Auch in probenfreien Zeiten bricht der Spieltrieb durch. Deshalb stellt sich unser Wochenrückblick - passend zum heutigen Welttag des Theaters - selbst eine Aufgabe: Nicht über kulturellen Stillstand in der Coronakrise schreiben (und langsam scheint das tatsächlich möglich!). Challenge accepted – los geht’s.
Nachhaltigkeit. Ein wichtiges Thema auch im Theaterbetrieb, was jedoch (wie so viele gesellschaftliche Themen) jenseits von Inszenierungen zum Thema Klimawandel gerne vergessen wird. Oder wo wird schon nach der Klimaneutralität des Bühnenbildes oder dem Verbrauch an Kopierpapier in den Dramaturgieabteilungen gefragt? Umso begrüßenswerter, dass nun im Rahmen einer Masterarbeit eine Studie zu diesem Thema erstellt wurde, welche am Donnerstag auf kulturmanagement.net erstmals veröffentlicht wurde.

——————

[ANLEITUNG]
[A] Auf welcher Website wurde die Studie zur Nachhaltigkeit im Theaterbetrieb laut dem Wochenrückblick erstmals veröffentlicht?
[B] Übernehmen Sie aus dem Wochenrückblick wortgetreu den Abschnitt zwischen „Auch in probenfreien“ und „accepted – los geht’s.“, beide einschließlich.
[C] Schreiben Sie den Wochenrückblick zum Welttag des Theaters im Anschluss an seinen letzten Satz weiter.

[ANGEZEIGTE EINTRÄGE]
——————

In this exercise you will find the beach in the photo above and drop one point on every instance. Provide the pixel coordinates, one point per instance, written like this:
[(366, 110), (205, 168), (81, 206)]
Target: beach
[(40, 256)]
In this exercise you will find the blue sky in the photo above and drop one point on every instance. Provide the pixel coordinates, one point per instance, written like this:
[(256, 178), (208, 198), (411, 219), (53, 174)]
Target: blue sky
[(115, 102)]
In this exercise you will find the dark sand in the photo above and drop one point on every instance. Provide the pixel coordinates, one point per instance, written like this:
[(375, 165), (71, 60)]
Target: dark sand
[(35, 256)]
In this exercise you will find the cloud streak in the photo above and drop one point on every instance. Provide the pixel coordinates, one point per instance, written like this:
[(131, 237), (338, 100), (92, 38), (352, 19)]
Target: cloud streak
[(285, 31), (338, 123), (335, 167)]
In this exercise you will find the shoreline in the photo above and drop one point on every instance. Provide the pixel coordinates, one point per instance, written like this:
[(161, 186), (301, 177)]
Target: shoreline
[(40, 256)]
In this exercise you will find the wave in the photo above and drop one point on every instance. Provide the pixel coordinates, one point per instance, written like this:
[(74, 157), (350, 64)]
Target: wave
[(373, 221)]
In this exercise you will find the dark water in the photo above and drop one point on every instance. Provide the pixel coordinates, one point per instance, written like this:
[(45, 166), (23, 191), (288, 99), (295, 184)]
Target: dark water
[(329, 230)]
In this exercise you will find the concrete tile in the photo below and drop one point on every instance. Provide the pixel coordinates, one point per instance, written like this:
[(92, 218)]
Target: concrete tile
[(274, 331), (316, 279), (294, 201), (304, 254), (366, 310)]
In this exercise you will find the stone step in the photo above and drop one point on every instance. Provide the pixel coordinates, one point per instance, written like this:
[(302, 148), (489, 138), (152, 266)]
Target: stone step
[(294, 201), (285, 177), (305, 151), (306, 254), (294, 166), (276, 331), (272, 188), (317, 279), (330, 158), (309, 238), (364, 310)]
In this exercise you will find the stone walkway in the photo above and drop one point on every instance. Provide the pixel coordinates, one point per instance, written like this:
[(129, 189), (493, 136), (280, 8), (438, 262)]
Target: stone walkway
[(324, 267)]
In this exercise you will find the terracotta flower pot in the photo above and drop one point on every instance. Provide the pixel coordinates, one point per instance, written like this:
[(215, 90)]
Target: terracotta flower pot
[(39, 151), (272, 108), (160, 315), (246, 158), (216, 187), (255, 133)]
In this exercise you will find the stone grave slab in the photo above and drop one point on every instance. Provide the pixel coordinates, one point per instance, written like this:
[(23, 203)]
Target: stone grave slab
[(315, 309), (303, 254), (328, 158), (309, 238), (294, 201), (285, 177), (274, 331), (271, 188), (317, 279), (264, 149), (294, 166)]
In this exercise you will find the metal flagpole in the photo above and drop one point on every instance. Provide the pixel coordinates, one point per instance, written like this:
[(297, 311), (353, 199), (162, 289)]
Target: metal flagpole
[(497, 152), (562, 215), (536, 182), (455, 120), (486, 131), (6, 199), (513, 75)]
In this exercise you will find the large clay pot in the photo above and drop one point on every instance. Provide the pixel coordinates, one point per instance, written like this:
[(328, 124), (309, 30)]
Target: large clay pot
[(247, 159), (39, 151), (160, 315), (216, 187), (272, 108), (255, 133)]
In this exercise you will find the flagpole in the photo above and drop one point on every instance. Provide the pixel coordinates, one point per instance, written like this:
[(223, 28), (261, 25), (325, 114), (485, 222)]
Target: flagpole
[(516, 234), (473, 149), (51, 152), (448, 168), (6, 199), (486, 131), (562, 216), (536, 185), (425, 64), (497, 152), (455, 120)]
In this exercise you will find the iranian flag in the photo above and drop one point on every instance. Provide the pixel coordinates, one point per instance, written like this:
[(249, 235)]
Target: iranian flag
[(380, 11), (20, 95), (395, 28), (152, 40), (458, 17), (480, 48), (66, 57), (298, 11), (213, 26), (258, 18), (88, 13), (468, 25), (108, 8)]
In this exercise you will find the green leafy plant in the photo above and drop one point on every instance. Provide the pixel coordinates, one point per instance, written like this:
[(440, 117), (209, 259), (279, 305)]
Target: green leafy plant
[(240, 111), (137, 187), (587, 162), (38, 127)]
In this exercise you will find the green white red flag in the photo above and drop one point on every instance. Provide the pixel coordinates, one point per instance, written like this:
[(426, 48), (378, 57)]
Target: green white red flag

——————

[ERGEBNISSE JE AUFGABE]
[A] Auf kulturmanagement.net.

[B]
Auch in probenfreien Zeiten bricht der Spieltrieb durch. Deshalb stellt sich unser Wochenrückblick - passend zum heutigen Welttag des Theaters - selbst eine Aufgabe: Nicht über kulturellen Stillstand in der Coronakrise schreiben (und langsam scheint das tatsächlich möglich!). Challenge accepted – los geht’s.

[C]
Machtmissbrauch am Theater ist gerade wieder (oder immer noch?) in aller Munde, nachdem Klaus Dörr Anfang letzter Woche nach entsprechenden Vorwürfen als Intendant der Volksbühne zurückgetreten war. Über das Thema erschienen zahlreiche Artikel, einen davon haben wir im vergangenen Wochenrücklick verlinkt – und ein weiterer Bericht soll hier hervorgehoben werden: Ein Interview in der taz mit den hfs Ultras, einem Kollektiv der Regiestudentinnen der Hochschule für Schauspielkunst Ernst Busch, in welchem der solidarische und inspirierende Umgang der Studentinnen mit Sexismus im Theaterbetrieb deutlich wird.
Rassismus. Die Diskriminierungsmechanismen in künstlerischen Betrieben werden auch anhand der Rassismus-Vorwürfe deutlich, die in den letzten Tagen am Düsseldorfer Schauspielhaus hochgekocht sind: Der Schauspieler Ron Ighiwiyisi Iyamu machte seine erlebte rassistische Diskriminierung öffentlich, bald meldeten sich weitere Betroffene zu Wort, wie die Frankfurter Rundschau berichtet.
Dass das Theater ein Strukturproblem hat – das liegt angesichts solcher Vorfälle nahe. Auf den Punkt gebracht hat das diese Woche Sonja Anders, die Intendantin das Staatstheaters Hannover, in einem lesenswerten Gastbeitrag in der ZEIT.
Pilotprojekte und Modellversuche. Tübingen hat’s vorgemacht, Berlin hat nachgezogen: Schon im letzten Wochenrückblick war vom Pilotprojekt "Testing" die Rede, welches verschiedenen Berliner Spielstätten erlaubte, dank engmaschig getestetem Publikum auch in der Pandemie wieder zu spielen. Der zeitlich begrenzte Versuch ist nun angelaufen, das Publikum ist begeistert, wie unter anderem die BZ berichtet.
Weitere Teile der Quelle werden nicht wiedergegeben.